- [EXTRACTED TEXT]

□ □ □ □

India’s GDP growth has gone down from a high of 9.2% in third Quarter of the year 2016 to 5.7% in current 4thquarter of 2017. The economic growth rate is probably the slowest in last many years. However, Indian Economy as per global standard is not in recessionary stage. The UK and the European Union consider an economy in recession only when real GDP growth actually turns negative over two consecutive quarters and by this criterion, with a positive growth rate of 5.7%, Indian economy is far off from being in a recession.

 

All four contributors to economic growth – domestic consumption, foreign consumption or exports, private investment and government spending – are hit by the slowdown. In the first quarter of this fiscal year, domestic consumption fell to 6.66% as against 8.41% in the same period last fiscal; exports as a share of the Gross Domestic Product was down to 19% from 20%; and fixed capital formation decreased from about 31% of the GDP to 29.8%, signalling a slowdown in the industry as well.

 

Causes of Economic slow down
The cause of the problem as shared by some of the experts consists of supply-side shocks. Besides, three important contributors to this problem include Demonetisation & stressed banking sector, GST Implementation and problems in Agriculture sector.

 

The public goods are provided by government and the government needs tax revenues to supply them, and these depend upon national income. Then there is employment. A demand for labour exists only when there is a demand for goods. So growth is necessary if employment is to be assured.

 

There is not only a pool of unemployed persons in India to absorb but the country also needs to provide employment to youth continuously entering the labour force. The slowing of the economy is a source of concern as an economy that has been slowing for five quarters is unlikely to turn around quickly. Besides, it may not be able to revive on its own.

 

No demand - No Investment: Vicious Circle operates
Since it is capital formation, or investment, that drives growth in the economy, investment is an immediate source of demand as firms that invest buy goods and services to do so. It also expands the economy’s capacity to produce.

 

The two sources of investment are private and public. The Private investment source is depressed as of now due to the factors cited above and is difficult to revive unless some external force is applied for example – tax sops, incentives for investment, creating demand for certain products through public funded projects among others.

 

When there is no demand, supply has to be stopped due to piling up of stocks and production units go idle, leading to cut in labour force. It further reduces the income leading to less demand and further reduction in supply and stopping of production.

 

Since, investment involves committing funds for a long period under uncertainty, the stepping-up of public investment when private firms are unwilling to invest more is required.  Increased public investment increases demand and quicken growth and also encourages private investors, as the market for their goods expands.

 

Reforms: Are they leading to slowdown?
Structural reforms are being taken by almost all the governments or they have been claiming to be doing for more or less a quarter of a century now. Since 2014, in particular, “the ease of doing business” has received great attention from this government. But, the economy today is still less regulated than it was in 1991. Labour market reforms have not been taken up yet in Parliament. Share of manufacturing may rise if the labour market is liberalised.

□ □ □ □

- [SET TASK 1] Quote everything in the piece on India's economic slowdown from "No demand - No" down to "stopping of production.", word for word.

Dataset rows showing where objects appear
□ □ □ □

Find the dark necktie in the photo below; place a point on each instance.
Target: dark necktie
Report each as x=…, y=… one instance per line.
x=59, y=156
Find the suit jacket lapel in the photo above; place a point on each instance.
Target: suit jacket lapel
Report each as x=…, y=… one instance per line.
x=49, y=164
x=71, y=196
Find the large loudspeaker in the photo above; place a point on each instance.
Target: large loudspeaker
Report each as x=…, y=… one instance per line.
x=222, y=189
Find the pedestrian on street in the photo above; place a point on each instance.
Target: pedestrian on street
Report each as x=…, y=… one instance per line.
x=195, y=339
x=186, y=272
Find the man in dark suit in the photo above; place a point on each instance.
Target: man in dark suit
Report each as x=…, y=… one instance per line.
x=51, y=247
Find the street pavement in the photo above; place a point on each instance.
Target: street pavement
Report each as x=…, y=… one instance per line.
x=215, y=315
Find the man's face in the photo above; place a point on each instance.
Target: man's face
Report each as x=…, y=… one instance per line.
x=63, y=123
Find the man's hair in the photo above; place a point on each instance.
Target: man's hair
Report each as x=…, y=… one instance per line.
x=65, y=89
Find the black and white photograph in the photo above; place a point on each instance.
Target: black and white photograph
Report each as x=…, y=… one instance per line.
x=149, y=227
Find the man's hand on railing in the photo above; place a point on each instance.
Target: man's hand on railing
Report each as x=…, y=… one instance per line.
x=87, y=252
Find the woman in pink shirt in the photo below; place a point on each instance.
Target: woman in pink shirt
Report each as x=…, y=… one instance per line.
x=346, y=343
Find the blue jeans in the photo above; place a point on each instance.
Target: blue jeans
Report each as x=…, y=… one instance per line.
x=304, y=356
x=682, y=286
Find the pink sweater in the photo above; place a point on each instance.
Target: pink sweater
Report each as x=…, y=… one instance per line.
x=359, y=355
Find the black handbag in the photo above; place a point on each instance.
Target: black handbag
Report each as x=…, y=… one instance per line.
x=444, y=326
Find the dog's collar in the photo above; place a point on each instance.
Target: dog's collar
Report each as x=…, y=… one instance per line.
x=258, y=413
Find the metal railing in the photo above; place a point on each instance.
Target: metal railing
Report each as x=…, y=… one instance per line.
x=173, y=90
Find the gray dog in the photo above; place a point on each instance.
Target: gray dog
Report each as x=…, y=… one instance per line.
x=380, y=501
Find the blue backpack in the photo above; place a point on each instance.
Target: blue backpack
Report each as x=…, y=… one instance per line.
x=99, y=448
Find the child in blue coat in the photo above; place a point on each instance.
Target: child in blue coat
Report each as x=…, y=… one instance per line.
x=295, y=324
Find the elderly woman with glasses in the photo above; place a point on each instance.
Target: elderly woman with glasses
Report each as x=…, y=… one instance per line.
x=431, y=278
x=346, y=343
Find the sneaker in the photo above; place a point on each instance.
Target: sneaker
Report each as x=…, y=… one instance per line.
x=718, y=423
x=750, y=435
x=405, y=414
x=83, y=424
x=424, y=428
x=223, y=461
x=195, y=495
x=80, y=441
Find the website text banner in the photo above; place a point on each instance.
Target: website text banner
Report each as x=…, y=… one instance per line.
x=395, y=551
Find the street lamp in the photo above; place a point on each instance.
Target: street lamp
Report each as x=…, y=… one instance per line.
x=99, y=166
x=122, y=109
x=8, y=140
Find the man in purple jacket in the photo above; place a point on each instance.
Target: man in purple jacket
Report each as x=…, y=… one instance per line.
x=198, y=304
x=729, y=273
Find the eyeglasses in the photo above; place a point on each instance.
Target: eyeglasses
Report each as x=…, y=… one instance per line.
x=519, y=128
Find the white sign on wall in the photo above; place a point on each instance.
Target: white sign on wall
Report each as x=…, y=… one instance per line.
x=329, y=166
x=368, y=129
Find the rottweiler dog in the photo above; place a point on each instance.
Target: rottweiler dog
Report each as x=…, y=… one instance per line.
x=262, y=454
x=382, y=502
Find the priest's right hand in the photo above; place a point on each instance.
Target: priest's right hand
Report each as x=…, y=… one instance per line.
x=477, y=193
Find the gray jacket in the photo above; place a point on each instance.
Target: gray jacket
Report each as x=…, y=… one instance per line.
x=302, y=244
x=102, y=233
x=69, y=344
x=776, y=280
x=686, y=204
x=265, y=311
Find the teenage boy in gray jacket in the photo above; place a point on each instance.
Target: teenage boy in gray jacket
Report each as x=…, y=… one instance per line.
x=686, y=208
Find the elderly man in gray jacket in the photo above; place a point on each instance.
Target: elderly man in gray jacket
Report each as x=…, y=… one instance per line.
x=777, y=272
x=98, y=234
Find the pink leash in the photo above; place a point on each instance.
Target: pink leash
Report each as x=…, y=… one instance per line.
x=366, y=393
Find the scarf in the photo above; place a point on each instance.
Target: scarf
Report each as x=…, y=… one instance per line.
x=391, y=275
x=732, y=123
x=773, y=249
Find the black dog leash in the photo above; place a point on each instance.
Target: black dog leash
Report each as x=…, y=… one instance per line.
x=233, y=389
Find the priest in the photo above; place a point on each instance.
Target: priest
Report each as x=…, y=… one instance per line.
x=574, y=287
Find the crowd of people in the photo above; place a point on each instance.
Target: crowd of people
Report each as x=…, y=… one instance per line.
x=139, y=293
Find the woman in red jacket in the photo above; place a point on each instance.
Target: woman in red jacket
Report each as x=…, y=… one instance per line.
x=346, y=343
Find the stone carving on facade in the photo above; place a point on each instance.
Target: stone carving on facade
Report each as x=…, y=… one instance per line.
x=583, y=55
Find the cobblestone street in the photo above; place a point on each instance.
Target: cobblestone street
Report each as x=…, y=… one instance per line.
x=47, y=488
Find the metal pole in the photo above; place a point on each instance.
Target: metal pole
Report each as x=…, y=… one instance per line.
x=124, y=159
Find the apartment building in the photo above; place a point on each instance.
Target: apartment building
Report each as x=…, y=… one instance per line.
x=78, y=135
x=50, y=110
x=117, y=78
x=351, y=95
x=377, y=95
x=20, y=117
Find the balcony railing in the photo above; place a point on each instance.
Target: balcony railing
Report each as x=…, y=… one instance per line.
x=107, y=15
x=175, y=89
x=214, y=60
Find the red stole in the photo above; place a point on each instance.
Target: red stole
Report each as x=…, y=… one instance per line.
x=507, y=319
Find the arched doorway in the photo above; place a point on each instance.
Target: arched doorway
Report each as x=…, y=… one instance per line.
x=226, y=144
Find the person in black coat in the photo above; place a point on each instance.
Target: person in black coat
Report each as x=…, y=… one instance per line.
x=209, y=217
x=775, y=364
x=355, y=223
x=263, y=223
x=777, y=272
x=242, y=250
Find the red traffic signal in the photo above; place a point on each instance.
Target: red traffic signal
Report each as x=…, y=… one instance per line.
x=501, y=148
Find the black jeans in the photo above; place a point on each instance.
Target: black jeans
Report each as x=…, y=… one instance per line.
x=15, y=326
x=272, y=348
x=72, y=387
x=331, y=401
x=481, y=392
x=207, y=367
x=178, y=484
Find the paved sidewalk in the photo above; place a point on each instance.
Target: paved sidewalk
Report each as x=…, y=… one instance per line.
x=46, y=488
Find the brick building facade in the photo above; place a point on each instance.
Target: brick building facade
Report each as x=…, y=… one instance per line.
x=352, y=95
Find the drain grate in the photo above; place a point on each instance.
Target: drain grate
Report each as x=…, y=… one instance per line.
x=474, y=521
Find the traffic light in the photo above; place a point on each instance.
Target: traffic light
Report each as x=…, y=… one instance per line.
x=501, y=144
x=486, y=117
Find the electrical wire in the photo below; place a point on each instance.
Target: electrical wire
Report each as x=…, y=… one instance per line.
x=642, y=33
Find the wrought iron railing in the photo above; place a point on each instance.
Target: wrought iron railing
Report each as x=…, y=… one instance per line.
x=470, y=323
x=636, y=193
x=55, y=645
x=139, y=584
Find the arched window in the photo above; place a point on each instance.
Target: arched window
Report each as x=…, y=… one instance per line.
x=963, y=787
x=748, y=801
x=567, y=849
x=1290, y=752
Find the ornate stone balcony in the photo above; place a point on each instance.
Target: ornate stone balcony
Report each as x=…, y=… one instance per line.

□ □ □ □

- [SET TASK 2] Print everything in the records from the line containing "Find the man in purple" down to the line containing "x=382, y=502", including both of those lines, and nothing else.

- [EXERCISE OUTPUT 1]
No demand - No Investment: Vicious Circle operates
Since it is capital formation, or investment, that drives growth in the economy, investment is an immediate source of demand as firms that invest buy goods and services to do so. It also expands the economy’s capacity to produce.

 

The two sources of investment are private and public. The Private investment source is depressed as of now due to the factors cited above and is difficult to revive unless some external force is applied for example – tax sops, incentives for investment, creating demand for certain products through public funded projects among others.

 

When there is no demand, supply has to be stopped due to piling up of stocks and production units go idle, leading to cut in labour force. It further reduces the income leading to less demand and further reduction in supply and stopping of production.

- [EXERCISE OUTPUT 2]
Find the man in purple jacket in the photo above; place a point on each instance.
Target: man in purple jacket
Report each as x=…, y=… one instance per line.
x=198, y=304
x=729, y=273
Find the eyeglasses in the photo above; place a point on each instance.
Target: eyeglasses
Report each as x=…, y=… one instance per line.
x=519, y=128
Find the white sign on wall in the photo above; place a point on each instance.
Target: white sign on wall
Report each as x=…, y=… one instance per line.
x=329, y=166
x=368, y=129
Find the rottweiler dog in the photo above; place a point on each instance.
Target: rottweiler dog
Report each as x=…, y=… one instance per line.
x=262, y=454
x=382, y=502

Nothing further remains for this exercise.